→ **WORK TO BE COMPLETED**
Copy every item below word for word, leaving out the pictures.

→ **Items from a data collection**
□ □ □

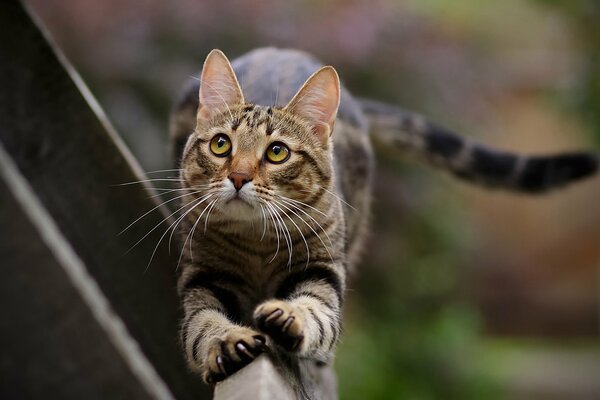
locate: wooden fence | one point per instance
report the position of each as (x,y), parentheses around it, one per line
(81,318)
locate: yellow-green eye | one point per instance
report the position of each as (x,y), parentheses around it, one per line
(277,153)
(220,145)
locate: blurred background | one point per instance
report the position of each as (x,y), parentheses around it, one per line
(465,293)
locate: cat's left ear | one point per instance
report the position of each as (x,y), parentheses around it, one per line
(317,101)
(219,87)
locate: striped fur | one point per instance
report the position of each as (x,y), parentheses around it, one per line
(271,277)
(474,162)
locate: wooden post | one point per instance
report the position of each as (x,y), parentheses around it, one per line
(83,318)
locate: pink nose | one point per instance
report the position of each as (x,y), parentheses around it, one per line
(239,179)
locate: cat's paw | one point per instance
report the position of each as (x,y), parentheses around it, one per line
(236,349)
(281,321)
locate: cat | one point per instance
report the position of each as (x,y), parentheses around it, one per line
(277,180)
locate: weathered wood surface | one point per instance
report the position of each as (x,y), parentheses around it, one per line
(264,380)
(82,317)
(60,215)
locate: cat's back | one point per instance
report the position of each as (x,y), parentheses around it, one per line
(271,76)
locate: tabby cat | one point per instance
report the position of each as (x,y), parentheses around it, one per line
(277,178)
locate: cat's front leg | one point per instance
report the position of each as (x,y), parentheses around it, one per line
(215,346)
(305,317)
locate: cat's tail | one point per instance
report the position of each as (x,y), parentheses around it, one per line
(474,162)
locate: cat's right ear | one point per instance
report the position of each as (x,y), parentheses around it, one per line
(219,87)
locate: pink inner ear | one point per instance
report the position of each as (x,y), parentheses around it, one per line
(318,100)
(219,88)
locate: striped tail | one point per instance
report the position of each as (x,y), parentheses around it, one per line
(474,162)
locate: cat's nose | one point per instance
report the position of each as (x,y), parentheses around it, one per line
(239,179)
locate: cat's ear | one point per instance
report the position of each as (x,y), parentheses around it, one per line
(318,101)
(219,87)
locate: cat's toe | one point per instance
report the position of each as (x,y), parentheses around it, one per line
(231,353)
(281,322)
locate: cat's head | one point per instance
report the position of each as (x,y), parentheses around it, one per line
(249,159)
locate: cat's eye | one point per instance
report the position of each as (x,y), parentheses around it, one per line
(220,145)
(277,153)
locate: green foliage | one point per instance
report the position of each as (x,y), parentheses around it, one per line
(408,333)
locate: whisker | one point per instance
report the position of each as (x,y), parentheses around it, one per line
(276,204)
(191,238)
(175,223)
(262,208)
(159,224)
(276,230)
(286,233)
(149,180)
(204,198)
(163,170)
(285,199)
(310,227)
(158,206)
(301,203)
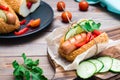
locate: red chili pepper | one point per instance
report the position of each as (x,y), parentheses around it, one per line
(23,22)
(85,41)
(92,37)
(88,36)
(4,8)
(80,44)
(96,32)
(22,31)
(29,4)
(29,24)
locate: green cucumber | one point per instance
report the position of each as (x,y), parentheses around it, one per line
(73,31)
(86,69)
(116,65)
(2,15)
(107,61)
(99,65)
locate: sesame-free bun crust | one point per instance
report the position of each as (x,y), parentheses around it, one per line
(102,38)
(5,27)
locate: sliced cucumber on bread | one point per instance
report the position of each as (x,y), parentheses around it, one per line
(86,69)
(107,61)
(99,65)
(116,65)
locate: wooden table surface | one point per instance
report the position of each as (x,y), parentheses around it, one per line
(35,45)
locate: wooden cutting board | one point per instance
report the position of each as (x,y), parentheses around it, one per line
(60,74)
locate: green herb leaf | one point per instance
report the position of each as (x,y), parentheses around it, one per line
(15,64)
(89,25)
(28,70)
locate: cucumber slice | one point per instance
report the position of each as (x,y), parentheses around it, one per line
(86,69)
(99,65)
(116,65)
(73,31)
(2,15)
(107,61)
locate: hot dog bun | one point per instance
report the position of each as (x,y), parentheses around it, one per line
(4,26)
(102,38)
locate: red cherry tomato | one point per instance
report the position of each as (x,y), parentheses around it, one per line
(66,16)
(22,31)
(60,6)
(83,5)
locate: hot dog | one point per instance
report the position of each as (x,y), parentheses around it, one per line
(8,19)
(74,45)
(24,7)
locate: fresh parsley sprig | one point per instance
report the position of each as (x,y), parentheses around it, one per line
(29,70)
(89,25)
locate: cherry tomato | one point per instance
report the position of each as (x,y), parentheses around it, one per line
(60,6)
(66,16)
(96,32)
(22,31)
(83,5)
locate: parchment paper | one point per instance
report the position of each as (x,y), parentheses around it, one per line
(53,41)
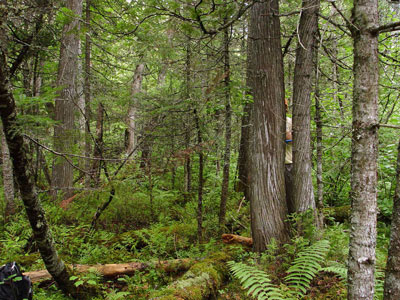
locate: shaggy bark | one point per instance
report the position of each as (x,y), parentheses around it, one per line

□ □ □

→ **SOLUTION FOR THIS EXERCISE**
locate: wooden fence | one point per instance
report the position of each as (x,y), parentheses around it, one per line
(81,318)
locate: yellow-green eye | one point per instance
report the position of each as (x,y), parentheses around it, one per line
(277,153)
(220,145)
locate: blurred background | one point per instance
report the position of each as (x,y), parentheses around it, one per line
(465,293)
locate: cat's left ear | one point per instance
report the position of each as (x,y), parentheses around it, one per line
(317,101)
(219,87)
locate: striped fur | one point per instance
report the position of each as (x,y), parentheses around it, one per line
(271,277)
(474,162)
locate: wooden post | one point per instance
report the position of each as (x,y), parentheses around it, one per line
(83,318)
locate: pink nose | one point per instance
report the position of each as (x,y), parentheses around it, one per line
(239,179)
locate: cat's paw | one point per instance
report the position of each as (x,y), parentheses around it, one per line
(236,349)
(281,321)
locate: cat | one point per instance
report the position of each as (x,y), parentheses around it, one per line
(277,180)
locate: weathered wood surface | one point per instance
report the position of each as (x,y), parentheses around it, one per line
(264,380)
(82,317)
(60,215)
locate: cat's back | one point per instance
report the position of each as (x,y), parentheses around it, one per line
(271,76)
locate: tabby cat | one point per instance
report the position of each as (x,y), parentheses around it, one per line
(277,178)
locate: cat's front leg | one point per instance
report the position of each as (x,y), parentheses around it, one per line
(215,346)
(305,317)
locate: cat's tail | one point per instance
report the position of each as (x,y), parentheses around it, one per line
(474,162)
locate: cat's right ear | one point per instance
report the position of each as (x,y), parentheses around it, one per line
(219,87)
locate: pink inner ear | one point per instance
report the position of each as (x,y), parentheses around it, one per line
(318,100)
(219,88)
locate: striped tail | one point per instance
report the position of each as (x,y), parentheses around it, one per line
(474,162)
locate: cat's nose | one point per instance
report the position of each as (x,y), parentheses around it, one per line
(239,179)
locate: cat's ear | one point per instance
report the position of each as (x,y), parentheses around it, one per line
(318,101)
(219,87)
locate: cat's toe | one point per instance
report the position of each as (x,y), parentheses around it, one per line
(231,353)
(281,322)
locate: cat's head | one point per instance
report the position of each as (x,y), parentheses around it, one per line
(249,159)
locate: cat's eye | one point per instance
report the position of each as (x,y), parentheses around it, one per line
(220,145)
(277,153)
locate: green foliage | one point per instance
report the position of each as (x,y), parentheses around it, one per line
(408,333)
locate: whisker | one point per instance
report the position of each as (x,y), parentheses around it, one per line
(276,204)
(191,238)
(175,223)
(262,208)
(159,224)
(276,230)
(286,233)
(149,180)
(204,198)
(163,170)
(285,199)
(310,227)
(158,206)
(301,203)
locate: red chili pepper | one point per instance
report the position of each as (x,y), parentheses around it, one per line
(23,22)
(85,41)
(92,37)
(88,36)
(4,8)
(80,44)
(96,32)
(22,31)
(29,4)
(29,24)
locate: green cucumber | one point per instance
report the position of each as (x,y), parentheses around it, one per line
(73,31)
(86,69)
(116,65)
(2,15)
(107,61)
(99,65)
locate: sesame-free bun crust | one point per instance
report the position of each as (x,y), parentheses around it, one per line
(102,38)
(5,27)
locate: sliced cucumber on bread | one point per instance
report the position of each as (x,y), parentheses around it, one per line
(86,69)
(107,61)
(99,65)
(116,65)
locate: wooden table surface | one point per instance
report the position of each as (x,y), parentheses around it, one per line
(35,45)
locate: wooden cutting board | one point per instance
report the position of each as (x,y), parentheses around it, one per line
(60,74)
locate: green herb leaf | one point per instance
report the position of each as (x,y), parentheses around it, one per line
(15,64)
(89,25)
(28,70)
locate: cucumber slice | one point per instance
report the position of each as (x,y), parentheses around it, one per line
(86,69)
(99,65)
(116,65)
(73,31)
(2,15)
(107,61)
locate: hot dog bun | one point per instance
report the position of each as (x,y), parentheses around it, one per line
(4,26)
(102,38)
locate: red cherry tomato | one point per instance
report the position of each as (x,y), parentheses around it, one per line
(66,16)
(22,31)
(60,6)
(83,5)
locate: hot dog | one point per instance
report the position of each as (x,y), parentheses around it, one per line
(8,19)
(74,45)
(24,7)
locate: fresh parsley sprig | one point per instance
report the position of each as (x,y), parentheses around it, one per line
(29,70)
(89,25)
locate: cherry tomato | one point per instance
report the position of each as (x,y), parentheses around it, one per line
(60,6)
(66,16)
(96,32)
(22,31)
(83,5)
locate: parchment paper | one point per instance
report the position of each as (x,y), parentheses around it, one per line
(53,41)
locate: shaggy bark | one point per instance
report the position of each as (x,y), parentheses around it, one per line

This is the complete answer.